PROVIDED DATA START

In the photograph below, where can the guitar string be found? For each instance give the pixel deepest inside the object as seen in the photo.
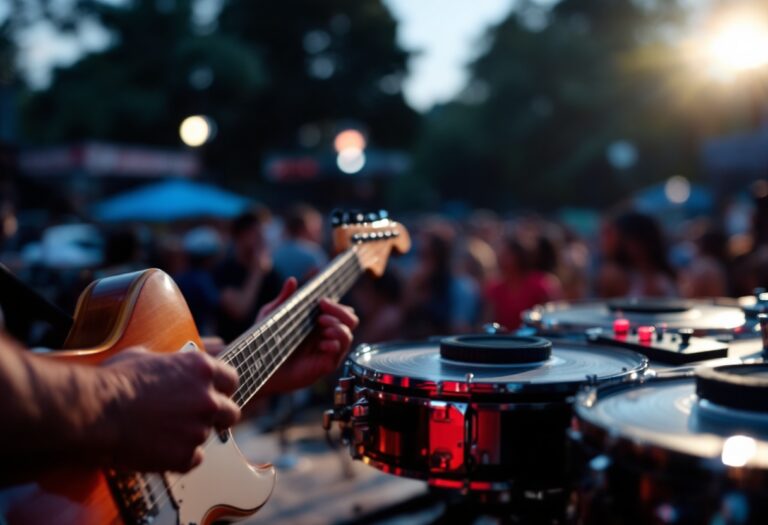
(333, 286)
(245, 355)
(242, 342)
(348, 274)
(343, 276)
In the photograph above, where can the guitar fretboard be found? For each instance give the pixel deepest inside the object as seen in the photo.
(258, 353)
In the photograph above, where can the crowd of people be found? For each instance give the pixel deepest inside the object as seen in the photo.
(460, 274)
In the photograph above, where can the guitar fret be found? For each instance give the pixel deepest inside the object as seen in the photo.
(257, 355)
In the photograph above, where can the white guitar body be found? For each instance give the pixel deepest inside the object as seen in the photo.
(224, 485)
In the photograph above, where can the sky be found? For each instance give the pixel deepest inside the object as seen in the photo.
(447, 34)
(443, 34)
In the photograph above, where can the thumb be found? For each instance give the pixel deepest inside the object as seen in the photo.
(289, 286)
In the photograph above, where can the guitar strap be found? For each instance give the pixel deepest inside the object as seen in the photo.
(22, 307)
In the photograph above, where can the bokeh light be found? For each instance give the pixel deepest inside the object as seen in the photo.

PROVIDED DATA END

> [WORK TO COMPLETE]
Reproduce every entry word for word, but omit the pictures.

> [SOLUTION]
In the photograph below, where can the guitar string be found? For each instance give the pixel deepest inside the object as seen in the photo.
(333, 286)
(245, 355)
(242, 342)
(348, 274)
(343, 276)
In the photograph above, where can the guitar fretboard be found? For each instance give the pixel deepest inside the object as seen in the photo.
(258, 353)
In the photograph above, where can the crowd of people be found? For each instance give the pixel deepest inside the object as seen in the photo.
(460, 274)
In the photograph above, where can the guitar fret be found? For each instance give the pixel deepest inside the object as seen in the photo.
(257, 355)
In the photograph above, where can the white guitar body be found? For each instance give the pixel deepest inside the object as seen in the photo.
(224, 485)
In the photograph above, where can the sky be found? For each instance give the pixel deepest inside the object as seen in the photo.
(447, 34)
(443, 34)
In the photograph above, where can the thumb be found? For each instance give the pixel deepest inside the object as seen in the photo.
(289, 286)
In the photograph above, where can the guitar strap be found? For each instance give the pixel deepest inside the object as seen in the photo.
(22, 307)
In the photograph above, where can the bokeh light be found? For each instance give the pixel deepest inside the object as seen in the photo.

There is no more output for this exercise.